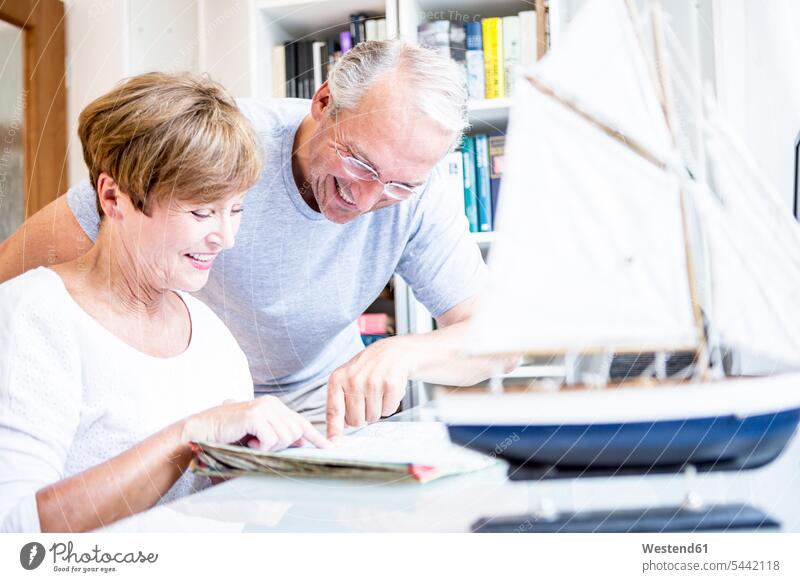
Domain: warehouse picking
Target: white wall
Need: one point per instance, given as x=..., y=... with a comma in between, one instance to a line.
x=108, y=40
x=758, y=80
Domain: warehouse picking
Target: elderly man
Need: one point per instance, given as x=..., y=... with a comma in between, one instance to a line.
x=346, y=199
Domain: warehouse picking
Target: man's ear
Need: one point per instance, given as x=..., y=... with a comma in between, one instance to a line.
x=109, y=195
x=320, y=102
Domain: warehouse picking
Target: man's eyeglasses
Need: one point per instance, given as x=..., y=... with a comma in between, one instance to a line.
x=363, y=172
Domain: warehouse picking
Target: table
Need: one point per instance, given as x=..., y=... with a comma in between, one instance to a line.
x=278, y=504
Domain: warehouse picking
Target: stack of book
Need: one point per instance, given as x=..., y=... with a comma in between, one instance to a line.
x=473, y=176
x=300, y=67
x=491, y=50
x=374, y=327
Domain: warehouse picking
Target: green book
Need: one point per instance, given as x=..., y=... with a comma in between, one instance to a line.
x=483, y=190
x=470, y=193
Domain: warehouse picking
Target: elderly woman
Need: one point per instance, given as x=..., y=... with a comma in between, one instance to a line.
x=108, y=367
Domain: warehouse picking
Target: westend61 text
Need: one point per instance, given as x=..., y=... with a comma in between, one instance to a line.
x=96, y=555
x=670, y=549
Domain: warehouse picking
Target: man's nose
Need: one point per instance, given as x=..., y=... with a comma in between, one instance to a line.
x=367, y=195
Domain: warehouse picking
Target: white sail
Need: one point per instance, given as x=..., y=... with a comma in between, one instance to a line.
x=754, y=248
x=590, y=251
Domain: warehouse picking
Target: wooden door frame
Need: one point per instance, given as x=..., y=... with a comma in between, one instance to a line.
x=45, y=100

TASK TO CARRY OUT
Can you quote the items above word for word, starting from their first line and stopping after the line that contains "x=320, y=102"? Leave out the pictures.

ANSWER TO THE PROBLEM
Domain: warehouse picking
Target: white wall
Need: one point per instance, given as x=..., y=... with a comma in between, one instance to a line.
x=108, y=40
x=758, y=80
Domain: warehouse picking
Target: elderly man
Need: one point per instance, given as x=..., y=... with a comma in between, one instance to a line.
x=346, y=199
Domain: warehouse picking
Target: man's ear
Need: one point per instance, given as x=..., y=... with a comma in between, one instance to a line.
x=109, y=195
x=320, y=102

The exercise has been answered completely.